____ Source excerpt

The Salzillo Museum begins to take shape


Between 1909 and 1919, Murcian politician Isidoro de la Cierva promoted the creation of a museum, as recorded by the Brotherhood, which commissioned a first draft of the project from architect José Antonio Rodríguez, but it was never carried out. The planned area would have been three times larger than the current one.

Plano de la Iglesia de Jesús antes de la construcción del Museo Salzillo, según plano del arquitecto José Tamés (1950)
Plan of the Church of Jesus before the construction of the Salzillo Museum, according to the plan by architect José Tamés (1950)

After other failed attempts during the Second Republic, the museum was finally created in 1941 by ministerial decree thanks to the initiative of the Minister of Education, Ibáñez Martín, Juan de la Cierva from the Ministry, and Emilio Díez de Revenga, in his capacity as president of the Brotherhood of Jesus.

José Tamés Alarcón, architect and conservator of monuments at the Directorate-General of Fine Arts, was commissioned to carry out the project in 1950, which was executed by Eduardo Jiménez Casalins. The works consisted of a new three-storey building and the conversion of the church for museum use.

________
____ Given entries

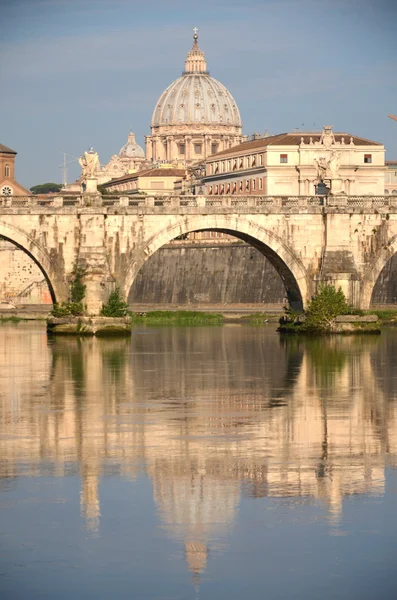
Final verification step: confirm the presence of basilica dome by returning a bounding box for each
[152,66,241,127]
[146,30,242,164]
[119,131,145,158]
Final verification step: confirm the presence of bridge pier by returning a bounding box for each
[77,214,114,316]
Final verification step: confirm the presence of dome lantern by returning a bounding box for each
[182,27,209,75]
[145,28,242,165]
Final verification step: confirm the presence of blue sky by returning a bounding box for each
[0,0,397,187]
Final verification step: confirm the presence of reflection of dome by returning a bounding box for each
[152,72,241,127]
[119,131,145,158]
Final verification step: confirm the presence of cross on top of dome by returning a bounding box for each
[183,27,208,75]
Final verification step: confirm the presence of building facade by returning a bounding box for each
[103,165,186,196]
[0,144,31,196]
[203,127,385,196]
[384,160,397,194]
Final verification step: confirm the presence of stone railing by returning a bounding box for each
[0,194,397,213]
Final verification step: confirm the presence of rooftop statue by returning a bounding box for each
[79,148,100,178]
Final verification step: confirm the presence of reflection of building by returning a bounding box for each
[0,325,397,576]
[203,127,385,196]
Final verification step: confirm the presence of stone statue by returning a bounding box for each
[320,125,335,148]
[79,148,100,179]
[314,150,340,181]
[314,156,328,181]
[328,150,340,179]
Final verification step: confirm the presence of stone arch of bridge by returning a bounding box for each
[360,235,397,309]
[0,221,64,303]
[121,215,312,310]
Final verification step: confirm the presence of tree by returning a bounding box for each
[30,183,62,194]
[304,284,350,331]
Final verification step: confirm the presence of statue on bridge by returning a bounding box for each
[79,148,100,179]
[314,150,340,182]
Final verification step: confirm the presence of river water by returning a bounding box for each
[0,323,397,600]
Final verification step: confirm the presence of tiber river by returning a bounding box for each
[0,323,397,600]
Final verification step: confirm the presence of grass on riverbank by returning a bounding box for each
[131,310,225,326]
[0,315,22,323]
[239,311,281,325]
[363,308,397,324]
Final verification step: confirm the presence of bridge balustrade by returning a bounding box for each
[0,195,397,212]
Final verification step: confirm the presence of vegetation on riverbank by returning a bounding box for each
[278,284,380,335]
[0,315,22,323]
[131,310,225,326]
[51,265,86,318]
[237,313,279,325]
[363,308,397,325]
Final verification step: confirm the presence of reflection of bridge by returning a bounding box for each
[0,194,397,314]
[0,326,397,573]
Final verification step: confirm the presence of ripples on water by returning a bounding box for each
[0,324,397,600]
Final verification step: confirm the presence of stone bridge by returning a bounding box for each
[0,194,397,315]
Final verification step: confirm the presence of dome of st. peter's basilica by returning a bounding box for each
[146,33,242,164]
[119,131,145,158]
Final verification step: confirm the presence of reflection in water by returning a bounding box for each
[0,326,397,577]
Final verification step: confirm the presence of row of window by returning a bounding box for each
[208,178,263,196]
[210,154,263,175]
[179,144,219,156]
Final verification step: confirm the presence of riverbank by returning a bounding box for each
[0,305,397,326]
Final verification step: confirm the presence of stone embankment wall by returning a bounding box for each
[0,236,397,305]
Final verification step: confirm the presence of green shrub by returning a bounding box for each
[303,284,350,332]
[51,265,87,318]
[101,287,130,317]
[51,302,84,317]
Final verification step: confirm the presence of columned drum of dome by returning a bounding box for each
[146,33,243,164]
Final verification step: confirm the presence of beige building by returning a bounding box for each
[203,127,385,196]
[146,30,243,164]
[103,165,186,196]
[0,144,30,196]
[98,131,147,184]
[384,160,397,194]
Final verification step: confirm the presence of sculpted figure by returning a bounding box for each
[314,156,328,181]
[320,125,335,148]
[79,148,100,177]
[328,150,340,179]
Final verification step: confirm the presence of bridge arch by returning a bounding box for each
[122,215,312,309]
[360,235,397,309]
[0,221,65,303]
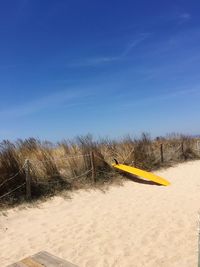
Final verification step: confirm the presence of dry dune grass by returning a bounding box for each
[0,134,199,204]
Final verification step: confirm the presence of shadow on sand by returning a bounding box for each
[120,171,162,186]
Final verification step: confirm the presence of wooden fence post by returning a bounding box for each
[160,144,164,163]
[90,151,96,183]
[25,159,31,200]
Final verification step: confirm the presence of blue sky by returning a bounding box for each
[0,0,200,141]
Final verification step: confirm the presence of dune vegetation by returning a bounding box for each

________

> **Problems and tasks**:
a: Answer these questions from the Salzillo Museum text:
(i) Which architect drew up the first draft of the project commissioned by the Brotherhood?
(ii) In what year was the museum created by ministerial decree?
(iii) Who executed the project that José Tamés Alarcón was commissioned to carry out in 1950?
b: Write out everything in the Salzillo Museum text from "Between 1909 and" down to "arquitecto José Tamés (1950)".
Rely only on the Salzillo Museum text for what comes next.

> **Task results**:
a:
(i) José Antonio Rodríguez
(ii) 1941
(iii) Eduardo Jiménez Casalins

b:
Between 1909 and 1919, Murcian politician Isidoro de la Cierva promoted the creation of a museum, as recorded by the Brotherhood, which commissioned a first draft of the project from architect José Antonio Rodríguez, but it was never carried out. The planned area would have been three times larger than the current one.

Plano de la Iglesia de Jesús antes de la construcción del Museo Salzillo, según plano del arquitecto José Tamés (1950)